WORKING DATA →
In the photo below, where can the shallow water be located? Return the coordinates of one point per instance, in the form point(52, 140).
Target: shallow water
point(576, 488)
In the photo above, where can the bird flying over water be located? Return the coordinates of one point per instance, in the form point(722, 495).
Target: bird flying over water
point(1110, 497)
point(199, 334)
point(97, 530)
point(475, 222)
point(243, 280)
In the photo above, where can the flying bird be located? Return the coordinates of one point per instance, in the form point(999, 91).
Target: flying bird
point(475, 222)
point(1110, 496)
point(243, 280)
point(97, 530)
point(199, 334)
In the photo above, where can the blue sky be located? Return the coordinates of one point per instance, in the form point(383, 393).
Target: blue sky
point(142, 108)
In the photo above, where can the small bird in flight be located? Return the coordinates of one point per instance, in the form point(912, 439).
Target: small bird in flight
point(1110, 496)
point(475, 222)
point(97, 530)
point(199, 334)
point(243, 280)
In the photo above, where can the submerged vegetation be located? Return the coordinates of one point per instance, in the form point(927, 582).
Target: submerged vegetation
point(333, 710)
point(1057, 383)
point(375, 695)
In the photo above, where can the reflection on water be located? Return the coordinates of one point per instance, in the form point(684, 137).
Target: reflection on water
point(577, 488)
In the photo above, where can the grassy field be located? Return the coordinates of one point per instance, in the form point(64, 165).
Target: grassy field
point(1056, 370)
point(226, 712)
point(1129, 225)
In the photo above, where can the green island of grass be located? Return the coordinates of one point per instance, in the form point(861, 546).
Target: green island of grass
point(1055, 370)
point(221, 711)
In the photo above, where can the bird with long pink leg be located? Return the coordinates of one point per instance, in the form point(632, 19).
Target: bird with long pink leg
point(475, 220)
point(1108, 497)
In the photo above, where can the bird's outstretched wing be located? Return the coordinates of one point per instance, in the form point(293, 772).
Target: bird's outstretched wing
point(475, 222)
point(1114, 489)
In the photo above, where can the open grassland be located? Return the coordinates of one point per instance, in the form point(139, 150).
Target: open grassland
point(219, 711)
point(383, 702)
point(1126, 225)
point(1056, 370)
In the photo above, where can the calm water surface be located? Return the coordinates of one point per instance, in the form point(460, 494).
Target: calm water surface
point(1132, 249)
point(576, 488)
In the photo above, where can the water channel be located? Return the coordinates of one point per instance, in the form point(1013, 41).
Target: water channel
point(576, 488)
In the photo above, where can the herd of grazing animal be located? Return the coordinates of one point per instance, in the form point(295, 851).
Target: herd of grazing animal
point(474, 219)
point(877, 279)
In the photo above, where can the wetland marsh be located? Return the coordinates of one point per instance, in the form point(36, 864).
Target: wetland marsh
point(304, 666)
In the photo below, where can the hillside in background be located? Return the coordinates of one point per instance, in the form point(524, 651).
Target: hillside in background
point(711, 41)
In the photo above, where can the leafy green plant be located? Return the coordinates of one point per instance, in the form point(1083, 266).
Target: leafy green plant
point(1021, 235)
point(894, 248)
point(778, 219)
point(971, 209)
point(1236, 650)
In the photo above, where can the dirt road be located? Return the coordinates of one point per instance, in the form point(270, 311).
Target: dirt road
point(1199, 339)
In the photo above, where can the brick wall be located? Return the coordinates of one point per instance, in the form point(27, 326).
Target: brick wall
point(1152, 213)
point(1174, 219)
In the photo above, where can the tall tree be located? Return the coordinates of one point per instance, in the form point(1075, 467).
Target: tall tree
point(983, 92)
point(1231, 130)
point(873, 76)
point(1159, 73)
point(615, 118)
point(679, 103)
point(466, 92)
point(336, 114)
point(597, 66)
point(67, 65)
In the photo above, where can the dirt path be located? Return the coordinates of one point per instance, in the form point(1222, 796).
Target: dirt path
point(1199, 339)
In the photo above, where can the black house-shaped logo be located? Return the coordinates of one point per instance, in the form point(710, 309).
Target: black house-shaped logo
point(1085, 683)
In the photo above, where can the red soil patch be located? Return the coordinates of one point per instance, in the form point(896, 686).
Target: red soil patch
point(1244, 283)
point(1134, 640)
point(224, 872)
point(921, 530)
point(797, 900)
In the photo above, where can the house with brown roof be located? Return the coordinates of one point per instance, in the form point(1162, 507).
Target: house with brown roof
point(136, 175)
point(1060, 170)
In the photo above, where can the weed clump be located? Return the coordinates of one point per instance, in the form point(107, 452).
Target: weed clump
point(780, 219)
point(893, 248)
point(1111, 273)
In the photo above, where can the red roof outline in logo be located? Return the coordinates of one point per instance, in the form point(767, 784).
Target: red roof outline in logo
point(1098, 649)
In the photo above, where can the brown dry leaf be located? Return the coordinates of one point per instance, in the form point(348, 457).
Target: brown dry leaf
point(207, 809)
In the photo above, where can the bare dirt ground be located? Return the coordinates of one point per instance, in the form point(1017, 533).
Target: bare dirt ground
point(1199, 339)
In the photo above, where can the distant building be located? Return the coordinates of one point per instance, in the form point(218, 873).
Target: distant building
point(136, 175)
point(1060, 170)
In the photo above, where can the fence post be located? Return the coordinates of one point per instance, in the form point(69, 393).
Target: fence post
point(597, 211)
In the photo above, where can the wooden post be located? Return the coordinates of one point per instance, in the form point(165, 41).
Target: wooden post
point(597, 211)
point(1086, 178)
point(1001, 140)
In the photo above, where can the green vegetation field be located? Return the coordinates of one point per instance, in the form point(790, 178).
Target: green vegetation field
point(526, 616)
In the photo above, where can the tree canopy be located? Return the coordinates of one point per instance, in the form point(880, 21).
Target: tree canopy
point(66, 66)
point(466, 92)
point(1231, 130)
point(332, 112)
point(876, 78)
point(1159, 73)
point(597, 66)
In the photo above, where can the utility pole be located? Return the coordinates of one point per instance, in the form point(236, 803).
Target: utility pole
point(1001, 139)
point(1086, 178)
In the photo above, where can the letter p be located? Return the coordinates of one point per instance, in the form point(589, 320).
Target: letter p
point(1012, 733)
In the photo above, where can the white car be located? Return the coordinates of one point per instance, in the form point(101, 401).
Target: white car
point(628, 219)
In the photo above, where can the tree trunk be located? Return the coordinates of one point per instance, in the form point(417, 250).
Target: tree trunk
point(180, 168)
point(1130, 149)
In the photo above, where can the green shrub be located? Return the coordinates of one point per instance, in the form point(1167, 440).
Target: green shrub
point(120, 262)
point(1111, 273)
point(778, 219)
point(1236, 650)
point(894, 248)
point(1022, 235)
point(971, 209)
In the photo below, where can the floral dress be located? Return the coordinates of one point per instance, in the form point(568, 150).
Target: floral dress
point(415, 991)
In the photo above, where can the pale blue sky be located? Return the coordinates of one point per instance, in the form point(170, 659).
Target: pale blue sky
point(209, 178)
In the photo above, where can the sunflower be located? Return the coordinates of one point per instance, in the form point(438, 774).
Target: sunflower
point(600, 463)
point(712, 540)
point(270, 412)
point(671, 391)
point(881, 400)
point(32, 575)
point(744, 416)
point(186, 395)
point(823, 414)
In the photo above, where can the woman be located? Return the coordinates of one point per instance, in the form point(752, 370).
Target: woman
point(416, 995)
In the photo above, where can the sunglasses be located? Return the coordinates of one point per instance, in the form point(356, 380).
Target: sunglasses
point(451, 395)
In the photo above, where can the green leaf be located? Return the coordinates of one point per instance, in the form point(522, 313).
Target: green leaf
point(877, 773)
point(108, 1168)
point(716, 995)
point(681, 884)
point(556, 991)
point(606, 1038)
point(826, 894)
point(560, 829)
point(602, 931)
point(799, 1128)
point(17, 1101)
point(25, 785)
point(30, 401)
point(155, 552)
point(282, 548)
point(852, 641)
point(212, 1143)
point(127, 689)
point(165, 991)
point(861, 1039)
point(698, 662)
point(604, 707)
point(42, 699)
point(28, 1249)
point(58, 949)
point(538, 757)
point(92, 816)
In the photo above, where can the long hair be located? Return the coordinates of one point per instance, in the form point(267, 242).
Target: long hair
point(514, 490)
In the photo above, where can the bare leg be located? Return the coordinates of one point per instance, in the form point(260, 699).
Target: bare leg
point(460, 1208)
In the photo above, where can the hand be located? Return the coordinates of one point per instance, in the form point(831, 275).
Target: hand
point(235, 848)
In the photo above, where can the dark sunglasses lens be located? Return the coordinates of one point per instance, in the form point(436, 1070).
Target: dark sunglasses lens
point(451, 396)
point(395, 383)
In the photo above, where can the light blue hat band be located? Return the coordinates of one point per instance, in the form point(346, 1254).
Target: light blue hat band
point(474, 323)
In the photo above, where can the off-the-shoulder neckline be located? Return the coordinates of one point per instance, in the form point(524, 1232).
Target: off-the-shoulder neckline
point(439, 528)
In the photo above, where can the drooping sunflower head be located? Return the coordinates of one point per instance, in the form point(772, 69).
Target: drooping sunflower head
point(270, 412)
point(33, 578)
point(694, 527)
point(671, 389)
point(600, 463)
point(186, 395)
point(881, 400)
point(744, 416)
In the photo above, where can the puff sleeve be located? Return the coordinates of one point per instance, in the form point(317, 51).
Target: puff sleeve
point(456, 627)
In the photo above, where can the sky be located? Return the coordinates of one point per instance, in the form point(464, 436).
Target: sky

TASK TO CARRY OUT →
Could you reproduce the data starting at the line containing "In the photo above, where can the reflection" and ending at the line containing "point(1129, 225)", replacing "grassy field" with "grass meadow" and changing nothing else?

REPLY →
In the photo above, where can the reflection on water be located? Return the coordinates of one point per instance, in the form point(684, 137).
Target: reflection on water
point(577, 488)
In the photo above, where can the grass meadow be located? Return the coordinates of one point per instance, in the form point(64, 165).
Target: grass meadow
point(1056, 370)
point(226, 712)
point(1129, 225)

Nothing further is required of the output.